### Exercise
Restate the lines word for word, from the first line of the records through the line containing "Annotation task — mark the bicycle wheel". Leave out the pictures and anything after that line.

++++ Provided records

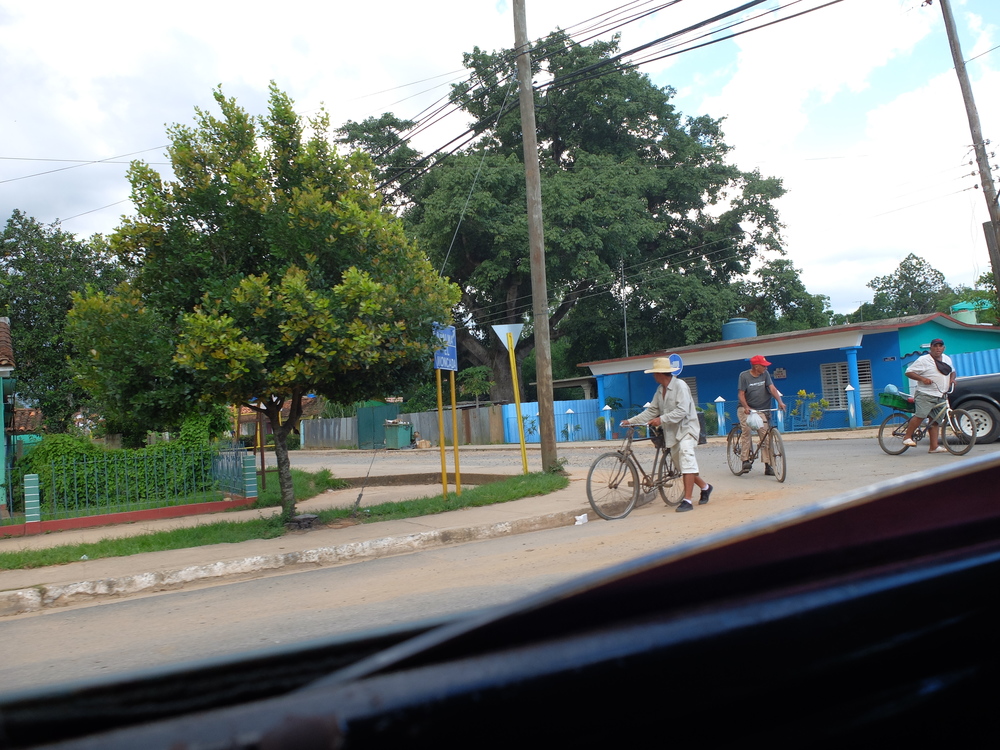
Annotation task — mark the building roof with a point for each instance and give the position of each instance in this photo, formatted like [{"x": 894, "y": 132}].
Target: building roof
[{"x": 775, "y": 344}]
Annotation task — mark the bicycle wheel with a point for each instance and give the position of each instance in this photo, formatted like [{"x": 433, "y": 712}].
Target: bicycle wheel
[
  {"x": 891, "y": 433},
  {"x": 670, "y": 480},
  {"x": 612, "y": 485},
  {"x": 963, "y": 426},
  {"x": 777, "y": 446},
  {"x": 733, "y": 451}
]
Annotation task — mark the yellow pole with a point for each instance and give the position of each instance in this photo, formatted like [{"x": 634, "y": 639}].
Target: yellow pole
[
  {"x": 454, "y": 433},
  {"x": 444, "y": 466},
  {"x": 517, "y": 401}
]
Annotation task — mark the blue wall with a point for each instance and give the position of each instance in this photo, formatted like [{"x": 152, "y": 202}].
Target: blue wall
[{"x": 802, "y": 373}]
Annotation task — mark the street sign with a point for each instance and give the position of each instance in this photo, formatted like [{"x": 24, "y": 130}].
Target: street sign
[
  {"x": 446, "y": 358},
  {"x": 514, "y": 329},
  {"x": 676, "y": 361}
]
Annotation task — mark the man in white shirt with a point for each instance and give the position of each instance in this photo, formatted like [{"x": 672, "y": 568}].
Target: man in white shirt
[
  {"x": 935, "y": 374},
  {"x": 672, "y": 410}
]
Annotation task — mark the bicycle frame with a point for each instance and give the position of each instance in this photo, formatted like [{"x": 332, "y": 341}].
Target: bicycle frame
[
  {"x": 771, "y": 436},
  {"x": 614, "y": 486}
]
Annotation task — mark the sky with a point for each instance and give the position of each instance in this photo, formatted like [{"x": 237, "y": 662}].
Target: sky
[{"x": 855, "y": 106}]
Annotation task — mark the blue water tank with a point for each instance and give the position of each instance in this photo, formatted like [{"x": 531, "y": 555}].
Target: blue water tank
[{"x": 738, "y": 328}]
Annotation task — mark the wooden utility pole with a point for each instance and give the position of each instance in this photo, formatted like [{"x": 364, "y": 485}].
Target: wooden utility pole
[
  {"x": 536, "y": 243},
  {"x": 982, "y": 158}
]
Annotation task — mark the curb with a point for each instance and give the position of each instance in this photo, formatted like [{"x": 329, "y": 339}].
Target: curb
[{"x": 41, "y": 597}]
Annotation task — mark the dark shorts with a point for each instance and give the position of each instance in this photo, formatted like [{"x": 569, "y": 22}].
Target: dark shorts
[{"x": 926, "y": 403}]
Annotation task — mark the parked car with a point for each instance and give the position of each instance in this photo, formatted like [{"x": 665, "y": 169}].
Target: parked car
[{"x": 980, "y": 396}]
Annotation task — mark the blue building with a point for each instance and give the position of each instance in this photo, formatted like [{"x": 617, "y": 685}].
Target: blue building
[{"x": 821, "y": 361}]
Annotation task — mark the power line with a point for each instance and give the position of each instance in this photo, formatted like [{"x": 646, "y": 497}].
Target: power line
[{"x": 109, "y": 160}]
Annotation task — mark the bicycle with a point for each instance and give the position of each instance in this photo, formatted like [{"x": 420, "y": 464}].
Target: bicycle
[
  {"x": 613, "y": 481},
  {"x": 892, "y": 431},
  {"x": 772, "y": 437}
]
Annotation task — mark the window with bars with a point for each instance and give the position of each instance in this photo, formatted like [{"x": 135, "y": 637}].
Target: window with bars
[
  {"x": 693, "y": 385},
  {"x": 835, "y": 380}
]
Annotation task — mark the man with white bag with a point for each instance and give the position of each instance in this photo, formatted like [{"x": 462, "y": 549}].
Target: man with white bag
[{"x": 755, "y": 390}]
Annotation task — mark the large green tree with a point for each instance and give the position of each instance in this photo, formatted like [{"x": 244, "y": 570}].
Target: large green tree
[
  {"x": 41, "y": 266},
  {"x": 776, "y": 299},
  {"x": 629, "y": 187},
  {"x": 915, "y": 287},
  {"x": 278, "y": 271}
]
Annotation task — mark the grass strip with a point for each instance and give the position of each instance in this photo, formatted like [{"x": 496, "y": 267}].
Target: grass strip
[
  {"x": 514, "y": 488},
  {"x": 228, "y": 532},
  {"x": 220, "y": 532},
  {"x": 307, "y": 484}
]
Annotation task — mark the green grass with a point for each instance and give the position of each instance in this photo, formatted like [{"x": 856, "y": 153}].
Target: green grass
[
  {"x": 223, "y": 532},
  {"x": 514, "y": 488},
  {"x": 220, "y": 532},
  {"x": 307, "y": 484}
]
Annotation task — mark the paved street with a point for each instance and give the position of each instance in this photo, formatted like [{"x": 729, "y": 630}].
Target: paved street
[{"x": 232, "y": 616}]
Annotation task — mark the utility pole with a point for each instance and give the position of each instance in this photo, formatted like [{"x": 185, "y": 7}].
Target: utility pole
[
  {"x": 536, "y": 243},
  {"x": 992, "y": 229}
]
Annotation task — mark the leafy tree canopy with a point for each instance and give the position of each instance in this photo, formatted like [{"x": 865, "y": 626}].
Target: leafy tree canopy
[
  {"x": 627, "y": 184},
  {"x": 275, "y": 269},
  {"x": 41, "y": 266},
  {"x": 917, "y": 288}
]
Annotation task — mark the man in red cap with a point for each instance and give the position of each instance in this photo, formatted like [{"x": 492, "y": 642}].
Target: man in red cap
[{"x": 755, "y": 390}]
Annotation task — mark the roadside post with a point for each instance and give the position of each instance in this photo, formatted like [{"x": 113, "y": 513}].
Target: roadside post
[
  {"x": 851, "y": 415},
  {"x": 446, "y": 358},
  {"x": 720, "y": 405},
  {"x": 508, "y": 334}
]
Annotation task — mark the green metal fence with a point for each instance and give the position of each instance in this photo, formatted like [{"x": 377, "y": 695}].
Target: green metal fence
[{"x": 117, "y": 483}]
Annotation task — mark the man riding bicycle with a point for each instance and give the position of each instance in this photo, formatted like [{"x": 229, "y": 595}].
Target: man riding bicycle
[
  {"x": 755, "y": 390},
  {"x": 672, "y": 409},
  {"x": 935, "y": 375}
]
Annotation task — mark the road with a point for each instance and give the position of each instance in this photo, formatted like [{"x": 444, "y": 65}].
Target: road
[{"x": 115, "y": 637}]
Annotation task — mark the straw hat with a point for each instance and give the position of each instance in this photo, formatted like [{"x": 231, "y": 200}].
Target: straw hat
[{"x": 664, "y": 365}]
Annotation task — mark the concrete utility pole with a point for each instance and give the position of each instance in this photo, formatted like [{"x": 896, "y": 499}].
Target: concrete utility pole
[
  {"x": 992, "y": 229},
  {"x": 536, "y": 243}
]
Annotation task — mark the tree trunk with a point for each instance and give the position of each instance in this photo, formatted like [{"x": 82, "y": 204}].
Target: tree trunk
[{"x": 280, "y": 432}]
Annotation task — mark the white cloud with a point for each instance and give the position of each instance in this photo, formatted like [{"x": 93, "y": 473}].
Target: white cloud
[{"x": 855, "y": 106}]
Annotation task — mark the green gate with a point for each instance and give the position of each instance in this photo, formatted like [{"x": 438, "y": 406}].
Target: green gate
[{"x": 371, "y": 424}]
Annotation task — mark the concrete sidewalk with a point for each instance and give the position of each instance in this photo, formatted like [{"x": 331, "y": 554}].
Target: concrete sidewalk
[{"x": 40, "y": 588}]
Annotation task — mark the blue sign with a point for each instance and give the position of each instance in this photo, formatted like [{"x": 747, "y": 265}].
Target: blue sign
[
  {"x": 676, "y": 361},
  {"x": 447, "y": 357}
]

++++++++

### Answer to this exercise
Annotation task — mark the building roof with a point for each instance and give the position of each instance in this photo, formatted like [{"x": 894, "y": 132}].
Target: building roof
[{"x": 775, "y": 344}]
Annotation task — mark the bicycle wheel with a point for each instance and give the position of each instance in this photo, formatted like [{"x": 433, "y": 712}].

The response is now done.